# DIRECTION 1
In the ChaCha core description, what is the default number of rounds?
# DIRECTION 2
Please print the ChaCha core description starting with "The core contains" and going on through "repo under src/model/python.".

# PROVIDED PASSAGE
start

Verilog 2001 implementation of the ChaCha stream cipher.


The core is completed and has been implemented and used in several FPGA designs. The core is for example used as the CSPRNG/DRBG part of the random number generator (RNG) in the Cryptech HSM.


This core implements the ChaCha stream cipher (pdf) By Daniel J. Bernstein (DJB).


This core implements ChaCha with support for 128 and 256 bit keys. The number of rounds can be set from two to 32 rounds in steps of two. The default number of rounds is eight.

The core contains an internal 64-bit block counter that is automatically updated for each data block.

There is a reference model in a separate repository used to generate and document test vectors. There is also a functional model in this repo under src/model/python.

Branch for VHDL interoperability

There is a branch vhdl_interop that changes the port name "next" in chacha_core.v. Next is a reserved word in VHDL. If you are instantiating the core in a mixed language environment use this branch. This branch will not be merged into master, but will track changes to the master branch.


The core has four separate quarterround modules, which means that one round takes one cycle. The overhead latency cost when using the top level wrapper is three, which means that with eight rounds the total latency is 11 cycles. For ChaCha20 the latency is 23 cycles.

end

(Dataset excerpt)
start

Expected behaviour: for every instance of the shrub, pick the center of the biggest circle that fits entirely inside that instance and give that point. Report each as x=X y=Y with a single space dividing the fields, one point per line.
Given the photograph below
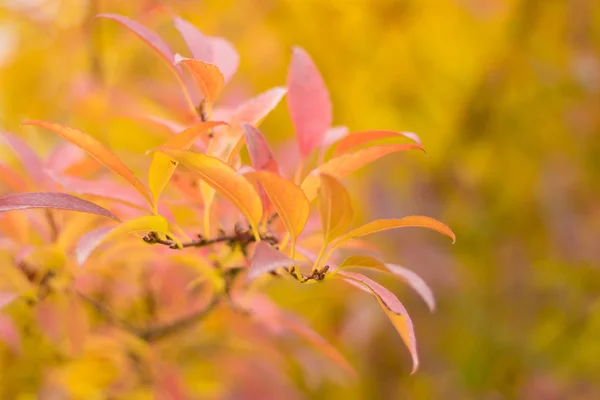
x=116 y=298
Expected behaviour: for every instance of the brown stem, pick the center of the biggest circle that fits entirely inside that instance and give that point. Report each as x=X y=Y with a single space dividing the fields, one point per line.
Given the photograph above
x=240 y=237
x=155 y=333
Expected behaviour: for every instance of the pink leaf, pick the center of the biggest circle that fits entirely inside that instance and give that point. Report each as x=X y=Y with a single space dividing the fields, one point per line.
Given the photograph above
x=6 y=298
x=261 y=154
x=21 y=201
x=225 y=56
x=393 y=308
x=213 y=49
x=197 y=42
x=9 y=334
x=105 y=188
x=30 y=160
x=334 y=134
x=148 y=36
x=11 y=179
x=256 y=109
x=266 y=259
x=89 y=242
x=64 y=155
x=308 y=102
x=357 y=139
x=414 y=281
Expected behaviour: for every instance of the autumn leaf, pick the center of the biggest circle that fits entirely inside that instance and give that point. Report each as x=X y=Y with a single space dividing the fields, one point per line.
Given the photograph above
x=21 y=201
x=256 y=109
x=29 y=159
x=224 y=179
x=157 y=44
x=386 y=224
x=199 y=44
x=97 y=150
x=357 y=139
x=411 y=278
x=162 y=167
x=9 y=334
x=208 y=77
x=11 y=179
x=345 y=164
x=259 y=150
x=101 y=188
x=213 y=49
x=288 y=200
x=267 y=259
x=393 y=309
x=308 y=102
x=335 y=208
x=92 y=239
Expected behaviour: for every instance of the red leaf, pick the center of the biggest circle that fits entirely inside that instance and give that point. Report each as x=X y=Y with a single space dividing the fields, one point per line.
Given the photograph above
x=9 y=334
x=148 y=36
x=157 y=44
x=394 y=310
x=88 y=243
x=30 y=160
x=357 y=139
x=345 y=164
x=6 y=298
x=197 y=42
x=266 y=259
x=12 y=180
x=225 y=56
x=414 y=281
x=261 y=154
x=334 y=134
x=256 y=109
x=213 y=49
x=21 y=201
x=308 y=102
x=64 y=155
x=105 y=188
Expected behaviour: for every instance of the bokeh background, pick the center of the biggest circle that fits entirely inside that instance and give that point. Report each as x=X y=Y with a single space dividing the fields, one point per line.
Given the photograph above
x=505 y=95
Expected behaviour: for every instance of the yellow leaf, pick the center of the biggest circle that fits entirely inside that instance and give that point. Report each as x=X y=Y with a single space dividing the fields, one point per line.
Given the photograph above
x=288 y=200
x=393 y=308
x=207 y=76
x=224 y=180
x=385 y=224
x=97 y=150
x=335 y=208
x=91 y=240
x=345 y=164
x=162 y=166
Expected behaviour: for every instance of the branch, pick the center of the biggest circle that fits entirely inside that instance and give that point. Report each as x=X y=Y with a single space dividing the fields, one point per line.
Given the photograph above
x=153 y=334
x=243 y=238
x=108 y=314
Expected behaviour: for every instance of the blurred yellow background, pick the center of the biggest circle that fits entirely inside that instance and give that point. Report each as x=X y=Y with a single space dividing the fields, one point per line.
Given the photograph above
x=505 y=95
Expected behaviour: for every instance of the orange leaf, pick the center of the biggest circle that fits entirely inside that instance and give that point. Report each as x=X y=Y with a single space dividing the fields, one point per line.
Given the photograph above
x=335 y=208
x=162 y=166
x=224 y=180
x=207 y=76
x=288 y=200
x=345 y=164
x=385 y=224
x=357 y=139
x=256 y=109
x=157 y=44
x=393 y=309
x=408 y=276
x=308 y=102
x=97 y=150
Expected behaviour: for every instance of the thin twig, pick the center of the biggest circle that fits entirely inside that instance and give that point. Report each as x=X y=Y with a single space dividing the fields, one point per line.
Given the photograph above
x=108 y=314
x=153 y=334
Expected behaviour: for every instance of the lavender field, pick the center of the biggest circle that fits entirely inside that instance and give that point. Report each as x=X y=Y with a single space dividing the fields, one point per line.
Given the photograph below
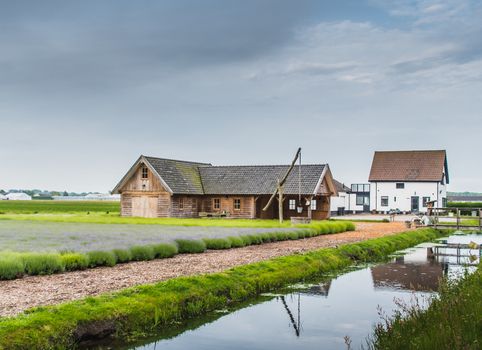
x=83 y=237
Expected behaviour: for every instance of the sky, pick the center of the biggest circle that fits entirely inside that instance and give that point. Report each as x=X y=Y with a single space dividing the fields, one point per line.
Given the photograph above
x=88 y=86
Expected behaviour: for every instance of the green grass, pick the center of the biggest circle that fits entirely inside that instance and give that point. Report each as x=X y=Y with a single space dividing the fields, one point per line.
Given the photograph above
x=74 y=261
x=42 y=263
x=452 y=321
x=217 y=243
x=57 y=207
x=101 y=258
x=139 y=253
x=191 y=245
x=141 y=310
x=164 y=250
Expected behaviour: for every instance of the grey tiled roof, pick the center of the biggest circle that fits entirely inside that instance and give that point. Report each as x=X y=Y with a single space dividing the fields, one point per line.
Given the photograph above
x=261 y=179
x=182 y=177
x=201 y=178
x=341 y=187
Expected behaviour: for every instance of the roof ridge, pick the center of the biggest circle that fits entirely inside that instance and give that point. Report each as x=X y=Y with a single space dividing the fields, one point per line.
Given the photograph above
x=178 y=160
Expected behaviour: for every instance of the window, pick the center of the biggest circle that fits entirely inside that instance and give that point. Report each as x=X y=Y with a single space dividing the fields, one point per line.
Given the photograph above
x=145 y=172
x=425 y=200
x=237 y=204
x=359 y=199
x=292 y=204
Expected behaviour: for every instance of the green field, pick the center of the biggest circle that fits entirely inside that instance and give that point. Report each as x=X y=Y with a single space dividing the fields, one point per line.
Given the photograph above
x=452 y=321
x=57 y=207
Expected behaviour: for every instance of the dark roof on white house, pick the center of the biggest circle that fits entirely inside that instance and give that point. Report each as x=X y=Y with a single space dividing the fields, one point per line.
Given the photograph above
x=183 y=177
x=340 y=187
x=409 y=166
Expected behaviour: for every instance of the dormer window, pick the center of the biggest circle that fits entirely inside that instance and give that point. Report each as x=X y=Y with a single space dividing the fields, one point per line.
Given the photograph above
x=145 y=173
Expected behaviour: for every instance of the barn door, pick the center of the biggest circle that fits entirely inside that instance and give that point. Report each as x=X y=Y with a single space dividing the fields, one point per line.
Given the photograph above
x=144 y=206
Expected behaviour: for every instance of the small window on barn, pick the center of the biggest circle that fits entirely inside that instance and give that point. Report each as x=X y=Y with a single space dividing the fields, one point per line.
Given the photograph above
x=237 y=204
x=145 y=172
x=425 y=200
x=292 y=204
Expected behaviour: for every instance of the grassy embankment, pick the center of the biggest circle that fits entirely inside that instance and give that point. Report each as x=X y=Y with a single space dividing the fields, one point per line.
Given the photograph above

end

# OUTPUT 1
Eight.

# OUTPUT 2
The core contains an internal 64-bit block counter that is automatically updated for each data block.

There is a reference model in a separate repository used to generate and document test vectors. There is also a functional model in this repo under src/model/python.